§ INFORMATION GIVEN
^^^^^^^^
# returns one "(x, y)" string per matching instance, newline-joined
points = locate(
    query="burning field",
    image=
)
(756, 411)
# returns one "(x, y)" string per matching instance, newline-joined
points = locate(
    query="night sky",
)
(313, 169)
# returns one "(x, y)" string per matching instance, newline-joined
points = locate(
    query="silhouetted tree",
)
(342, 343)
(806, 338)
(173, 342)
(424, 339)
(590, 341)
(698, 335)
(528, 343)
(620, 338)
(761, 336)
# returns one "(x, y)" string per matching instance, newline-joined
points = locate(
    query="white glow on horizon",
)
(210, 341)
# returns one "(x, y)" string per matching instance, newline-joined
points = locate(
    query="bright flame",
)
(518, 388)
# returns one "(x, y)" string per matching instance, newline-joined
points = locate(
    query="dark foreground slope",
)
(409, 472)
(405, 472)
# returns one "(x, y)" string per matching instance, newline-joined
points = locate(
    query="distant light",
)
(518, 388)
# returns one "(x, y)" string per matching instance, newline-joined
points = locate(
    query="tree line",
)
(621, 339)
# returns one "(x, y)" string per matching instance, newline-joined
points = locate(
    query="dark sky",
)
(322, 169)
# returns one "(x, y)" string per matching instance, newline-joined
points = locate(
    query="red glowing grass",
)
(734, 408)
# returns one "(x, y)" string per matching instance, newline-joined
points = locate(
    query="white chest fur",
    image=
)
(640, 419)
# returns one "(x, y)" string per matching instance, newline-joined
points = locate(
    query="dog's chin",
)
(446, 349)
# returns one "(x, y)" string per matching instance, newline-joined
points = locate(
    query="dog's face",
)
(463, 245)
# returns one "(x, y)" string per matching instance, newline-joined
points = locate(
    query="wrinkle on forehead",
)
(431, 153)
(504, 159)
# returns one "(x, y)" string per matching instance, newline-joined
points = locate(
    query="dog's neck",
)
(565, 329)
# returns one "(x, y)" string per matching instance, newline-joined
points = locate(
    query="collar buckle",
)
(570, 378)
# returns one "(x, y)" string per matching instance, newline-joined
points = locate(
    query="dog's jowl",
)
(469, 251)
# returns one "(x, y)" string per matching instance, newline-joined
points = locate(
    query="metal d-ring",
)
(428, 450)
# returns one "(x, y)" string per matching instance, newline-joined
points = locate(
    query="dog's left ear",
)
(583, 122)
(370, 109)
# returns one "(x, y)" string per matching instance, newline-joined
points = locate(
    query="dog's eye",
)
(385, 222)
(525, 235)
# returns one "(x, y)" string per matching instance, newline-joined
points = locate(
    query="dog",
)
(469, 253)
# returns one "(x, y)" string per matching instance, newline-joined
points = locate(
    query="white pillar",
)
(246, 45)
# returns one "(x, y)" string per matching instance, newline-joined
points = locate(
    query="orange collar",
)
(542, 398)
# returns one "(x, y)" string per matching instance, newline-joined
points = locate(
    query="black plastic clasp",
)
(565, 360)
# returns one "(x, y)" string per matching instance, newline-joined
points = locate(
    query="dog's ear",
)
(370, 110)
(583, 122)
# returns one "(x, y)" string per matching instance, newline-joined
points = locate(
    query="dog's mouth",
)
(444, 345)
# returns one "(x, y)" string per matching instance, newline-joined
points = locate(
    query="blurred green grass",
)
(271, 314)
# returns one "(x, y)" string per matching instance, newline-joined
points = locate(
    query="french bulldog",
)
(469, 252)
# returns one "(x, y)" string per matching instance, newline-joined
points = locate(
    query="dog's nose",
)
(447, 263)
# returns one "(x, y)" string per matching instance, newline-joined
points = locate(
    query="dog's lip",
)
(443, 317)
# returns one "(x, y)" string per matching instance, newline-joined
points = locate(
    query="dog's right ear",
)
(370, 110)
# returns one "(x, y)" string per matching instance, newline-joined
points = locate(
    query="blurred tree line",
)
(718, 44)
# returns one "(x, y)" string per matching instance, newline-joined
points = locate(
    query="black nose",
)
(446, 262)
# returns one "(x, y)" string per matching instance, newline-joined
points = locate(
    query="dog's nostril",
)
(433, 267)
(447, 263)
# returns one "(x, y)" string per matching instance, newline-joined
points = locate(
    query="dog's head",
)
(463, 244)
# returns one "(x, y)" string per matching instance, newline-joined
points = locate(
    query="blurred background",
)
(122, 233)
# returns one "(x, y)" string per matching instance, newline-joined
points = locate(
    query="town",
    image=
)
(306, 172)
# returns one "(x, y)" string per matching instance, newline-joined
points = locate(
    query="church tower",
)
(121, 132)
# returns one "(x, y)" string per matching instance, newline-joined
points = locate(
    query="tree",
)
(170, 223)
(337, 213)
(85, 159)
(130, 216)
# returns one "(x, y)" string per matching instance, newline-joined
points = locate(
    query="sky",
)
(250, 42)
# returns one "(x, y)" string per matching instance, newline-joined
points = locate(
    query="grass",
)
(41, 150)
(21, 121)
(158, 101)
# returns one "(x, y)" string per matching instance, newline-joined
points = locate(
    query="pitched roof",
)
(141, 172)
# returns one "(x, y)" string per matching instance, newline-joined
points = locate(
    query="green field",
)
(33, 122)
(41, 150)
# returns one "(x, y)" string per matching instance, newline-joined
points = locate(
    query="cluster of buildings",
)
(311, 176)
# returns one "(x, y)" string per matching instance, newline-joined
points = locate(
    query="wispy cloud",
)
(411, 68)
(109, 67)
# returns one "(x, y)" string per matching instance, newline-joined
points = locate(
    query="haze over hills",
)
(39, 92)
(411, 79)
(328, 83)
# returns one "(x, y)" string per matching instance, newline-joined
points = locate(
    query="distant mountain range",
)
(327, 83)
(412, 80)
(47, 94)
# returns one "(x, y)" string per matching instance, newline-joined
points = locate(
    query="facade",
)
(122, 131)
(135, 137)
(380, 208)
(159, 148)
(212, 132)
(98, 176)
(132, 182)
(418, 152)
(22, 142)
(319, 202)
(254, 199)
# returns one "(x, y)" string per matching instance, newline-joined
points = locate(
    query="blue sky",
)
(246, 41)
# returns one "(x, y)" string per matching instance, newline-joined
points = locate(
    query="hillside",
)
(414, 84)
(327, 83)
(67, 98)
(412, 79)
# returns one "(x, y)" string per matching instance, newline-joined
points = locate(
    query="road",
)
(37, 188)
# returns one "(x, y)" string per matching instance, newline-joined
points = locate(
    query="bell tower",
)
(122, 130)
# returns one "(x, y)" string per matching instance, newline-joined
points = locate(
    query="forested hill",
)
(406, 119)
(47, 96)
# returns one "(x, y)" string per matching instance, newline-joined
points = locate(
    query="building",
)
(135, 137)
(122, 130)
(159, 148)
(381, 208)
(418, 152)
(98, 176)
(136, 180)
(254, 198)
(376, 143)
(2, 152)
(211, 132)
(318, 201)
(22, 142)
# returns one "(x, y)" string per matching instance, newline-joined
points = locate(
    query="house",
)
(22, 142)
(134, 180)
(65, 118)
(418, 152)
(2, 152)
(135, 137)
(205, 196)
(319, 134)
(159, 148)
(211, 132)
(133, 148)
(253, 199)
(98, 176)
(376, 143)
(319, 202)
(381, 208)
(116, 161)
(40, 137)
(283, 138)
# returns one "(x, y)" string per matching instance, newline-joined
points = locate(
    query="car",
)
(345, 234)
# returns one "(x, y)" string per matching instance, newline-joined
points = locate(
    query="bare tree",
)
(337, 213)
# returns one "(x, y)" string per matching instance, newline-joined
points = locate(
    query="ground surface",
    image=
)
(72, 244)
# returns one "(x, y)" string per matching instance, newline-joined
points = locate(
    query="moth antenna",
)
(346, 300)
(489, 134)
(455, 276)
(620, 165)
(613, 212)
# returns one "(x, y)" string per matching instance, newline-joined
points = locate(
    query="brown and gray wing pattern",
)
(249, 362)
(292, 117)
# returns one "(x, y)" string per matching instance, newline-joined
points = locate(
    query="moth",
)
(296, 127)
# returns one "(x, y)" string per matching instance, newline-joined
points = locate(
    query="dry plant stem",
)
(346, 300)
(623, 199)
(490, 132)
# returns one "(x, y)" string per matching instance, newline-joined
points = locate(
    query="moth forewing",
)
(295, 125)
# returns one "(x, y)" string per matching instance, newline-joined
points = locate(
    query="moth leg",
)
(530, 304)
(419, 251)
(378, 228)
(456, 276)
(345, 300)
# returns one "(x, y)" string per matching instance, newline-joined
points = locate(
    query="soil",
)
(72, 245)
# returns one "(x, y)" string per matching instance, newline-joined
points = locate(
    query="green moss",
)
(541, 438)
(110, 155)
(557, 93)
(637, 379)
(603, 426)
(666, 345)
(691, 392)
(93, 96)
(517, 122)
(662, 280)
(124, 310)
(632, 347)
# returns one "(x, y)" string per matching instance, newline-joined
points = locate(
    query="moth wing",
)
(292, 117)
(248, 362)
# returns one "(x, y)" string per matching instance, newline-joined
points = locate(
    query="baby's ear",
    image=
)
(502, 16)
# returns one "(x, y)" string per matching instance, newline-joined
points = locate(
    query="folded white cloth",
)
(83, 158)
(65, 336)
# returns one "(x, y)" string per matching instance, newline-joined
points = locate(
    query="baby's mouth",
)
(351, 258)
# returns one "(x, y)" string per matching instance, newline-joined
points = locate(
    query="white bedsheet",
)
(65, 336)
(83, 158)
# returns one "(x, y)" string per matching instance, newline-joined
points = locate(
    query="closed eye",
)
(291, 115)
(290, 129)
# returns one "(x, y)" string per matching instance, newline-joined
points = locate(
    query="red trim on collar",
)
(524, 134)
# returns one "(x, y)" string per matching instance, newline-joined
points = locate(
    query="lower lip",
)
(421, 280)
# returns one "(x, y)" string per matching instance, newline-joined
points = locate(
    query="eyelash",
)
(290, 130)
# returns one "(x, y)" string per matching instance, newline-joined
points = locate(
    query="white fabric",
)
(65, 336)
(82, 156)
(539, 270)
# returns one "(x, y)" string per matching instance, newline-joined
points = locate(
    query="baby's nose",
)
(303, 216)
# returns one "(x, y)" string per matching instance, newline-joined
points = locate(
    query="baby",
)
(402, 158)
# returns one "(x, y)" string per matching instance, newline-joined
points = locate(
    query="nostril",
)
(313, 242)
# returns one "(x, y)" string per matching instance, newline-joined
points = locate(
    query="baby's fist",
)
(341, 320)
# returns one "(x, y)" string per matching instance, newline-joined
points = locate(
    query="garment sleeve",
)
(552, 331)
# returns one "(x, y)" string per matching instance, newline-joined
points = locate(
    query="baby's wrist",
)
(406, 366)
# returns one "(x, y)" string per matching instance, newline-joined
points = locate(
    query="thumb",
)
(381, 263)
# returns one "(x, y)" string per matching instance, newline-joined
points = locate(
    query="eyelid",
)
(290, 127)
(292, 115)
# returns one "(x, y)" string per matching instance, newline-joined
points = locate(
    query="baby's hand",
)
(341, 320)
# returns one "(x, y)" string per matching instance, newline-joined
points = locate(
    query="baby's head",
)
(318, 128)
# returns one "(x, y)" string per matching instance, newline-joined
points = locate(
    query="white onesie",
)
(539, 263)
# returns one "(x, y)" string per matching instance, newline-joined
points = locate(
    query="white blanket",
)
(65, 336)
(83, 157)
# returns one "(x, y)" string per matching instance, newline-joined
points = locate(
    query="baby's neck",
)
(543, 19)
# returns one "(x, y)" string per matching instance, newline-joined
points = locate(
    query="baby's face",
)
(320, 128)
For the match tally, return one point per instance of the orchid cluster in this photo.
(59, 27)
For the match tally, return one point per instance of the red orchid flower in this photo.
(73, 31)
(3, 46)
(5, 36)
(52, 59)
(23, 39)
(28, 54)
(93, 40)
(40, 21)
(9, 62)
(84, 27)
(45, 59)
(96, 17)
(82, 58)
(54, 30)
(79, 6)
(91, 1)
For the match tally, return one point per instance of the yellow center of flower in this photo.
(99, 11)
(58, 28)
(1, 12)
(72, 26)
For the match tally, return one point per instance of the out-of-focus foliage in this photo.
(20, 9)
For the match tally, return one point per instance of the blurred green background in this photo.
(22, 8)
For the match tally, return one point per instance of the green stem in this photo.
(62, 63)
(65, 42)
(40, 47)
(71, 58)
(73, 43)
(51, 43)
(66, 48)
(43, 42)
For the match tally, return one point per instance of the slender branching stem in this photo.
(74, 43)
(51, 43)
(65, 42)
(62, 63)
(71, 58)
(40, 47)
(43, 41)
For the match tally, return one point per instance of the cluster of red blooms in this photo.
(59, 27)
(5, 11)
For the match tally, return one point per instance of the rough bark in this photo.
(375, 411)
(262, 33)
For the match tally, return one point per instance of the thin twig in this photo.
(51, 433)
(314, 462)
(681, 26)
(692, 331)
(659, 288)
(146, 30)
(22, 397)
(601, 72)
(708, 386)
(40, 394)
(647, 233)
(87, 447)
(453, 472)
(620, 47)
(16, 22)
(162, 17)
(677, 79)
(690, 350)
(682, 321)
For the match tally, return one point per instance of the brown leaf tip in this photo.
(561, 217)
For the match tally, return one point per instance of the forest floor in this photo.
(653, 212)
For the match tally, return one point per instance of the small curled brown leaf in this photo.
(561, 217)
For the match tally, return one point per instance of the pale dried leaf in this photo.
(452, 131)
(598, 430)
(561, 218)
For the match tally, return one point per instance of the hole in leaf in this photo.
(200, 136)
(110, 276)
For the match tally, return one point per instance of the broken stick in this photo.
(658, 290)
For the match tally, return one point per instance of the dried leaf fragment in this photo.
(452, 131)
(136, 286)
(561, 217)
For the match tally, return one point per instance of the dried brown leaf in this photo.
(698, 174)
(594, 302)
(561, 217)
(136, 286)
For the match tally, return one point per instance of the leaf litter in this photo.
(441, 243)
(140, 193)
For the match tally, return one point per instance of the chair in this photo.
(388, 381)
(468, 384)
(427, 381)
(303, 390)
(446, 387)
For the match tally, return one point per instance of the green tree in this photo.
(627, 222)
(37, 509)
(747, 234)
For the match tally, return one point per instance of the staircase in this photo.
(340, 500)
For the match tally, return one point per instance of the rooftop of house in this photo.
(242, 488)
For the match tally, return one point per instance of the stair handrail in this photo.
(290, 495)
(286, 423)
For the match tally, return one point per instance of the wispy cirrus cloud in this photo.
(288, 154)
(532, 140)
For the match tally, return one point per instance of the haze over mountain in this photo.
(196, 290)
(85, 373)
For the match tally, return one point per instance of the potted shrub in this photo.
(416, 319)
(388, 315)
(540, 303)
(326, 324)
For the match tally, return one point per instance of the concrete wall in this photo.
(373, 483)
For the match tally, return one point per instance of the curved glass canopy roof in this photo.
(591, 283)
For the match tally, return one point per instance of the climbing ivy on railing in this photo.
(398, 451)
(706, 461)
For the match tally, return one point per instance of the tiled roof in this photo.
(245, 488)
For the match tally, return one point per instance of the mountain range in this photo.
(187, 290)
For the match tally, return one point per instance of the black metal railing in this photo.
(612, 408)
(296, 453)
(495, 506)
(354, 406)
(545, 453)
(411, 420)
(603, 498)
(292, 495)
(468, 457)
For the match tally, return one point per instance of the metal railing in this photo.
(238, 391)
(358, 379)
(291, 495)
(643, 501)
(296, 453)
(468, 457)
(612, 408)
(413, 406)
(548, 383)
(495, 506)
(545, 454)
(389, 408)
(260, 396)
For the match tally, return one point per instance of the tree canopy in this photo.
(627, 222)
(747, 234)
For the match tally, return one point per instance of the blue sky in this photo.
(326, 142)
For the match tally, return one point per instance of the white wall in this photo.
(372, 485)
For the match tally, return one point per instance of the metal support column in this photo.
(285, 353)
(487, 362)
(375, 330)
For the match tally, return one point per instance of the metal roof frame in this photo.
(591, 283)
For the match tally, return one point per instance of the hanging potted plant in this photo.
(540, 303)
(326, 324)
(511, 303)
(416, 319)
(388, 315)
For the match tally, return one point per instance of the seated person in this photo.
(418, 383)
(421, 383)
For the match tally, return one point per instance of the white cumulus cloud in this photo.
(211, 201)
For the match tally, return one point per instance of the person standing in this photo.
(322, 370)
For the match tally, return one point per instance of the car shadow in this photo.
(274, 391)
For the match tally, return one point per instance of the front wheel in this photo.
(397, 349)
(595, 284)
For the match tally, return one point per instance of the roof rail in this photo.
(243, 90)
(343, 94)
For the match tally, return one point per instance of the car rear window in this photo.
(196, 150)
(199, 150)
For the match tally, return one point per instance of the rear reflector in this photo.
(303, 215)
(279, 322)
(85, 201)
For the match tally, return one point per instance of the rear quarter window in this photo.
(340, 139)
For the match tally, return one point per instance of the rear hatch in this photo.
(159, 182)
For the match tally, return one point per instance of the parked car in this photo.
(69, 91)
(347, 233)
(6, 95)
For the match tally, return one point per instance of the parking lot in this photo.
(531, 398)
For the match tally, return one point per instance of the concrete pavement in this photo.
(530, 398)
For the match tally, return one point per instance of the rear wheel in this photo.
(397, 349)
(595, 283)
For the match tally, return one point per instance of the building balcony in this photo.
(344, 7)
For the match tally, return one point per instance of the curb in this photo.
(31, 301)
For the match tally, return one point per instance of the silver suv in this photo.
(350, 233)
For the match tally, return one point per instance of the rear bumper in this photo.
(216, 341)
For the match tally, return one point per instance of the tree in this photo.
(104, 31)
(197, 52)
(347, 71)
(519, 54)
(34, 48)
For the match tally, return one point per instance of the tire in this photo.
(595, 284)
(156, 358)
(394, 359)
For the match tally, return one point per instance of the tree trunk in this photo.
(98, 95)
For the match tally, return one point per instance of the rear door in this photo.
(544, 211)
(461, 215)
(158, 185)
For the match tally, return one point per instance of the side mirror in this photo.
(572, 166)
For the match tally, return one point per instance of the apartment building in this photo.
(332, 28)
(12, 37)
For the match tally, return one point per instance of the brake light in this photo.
^^^^^^^^
§ TASK DIRECTIONS
Take from the listing above each line in which the string "grass" is found.

§ RESPONSE AREA
    query="red glowing grass",
    query="blurred green grass",
    query="grass",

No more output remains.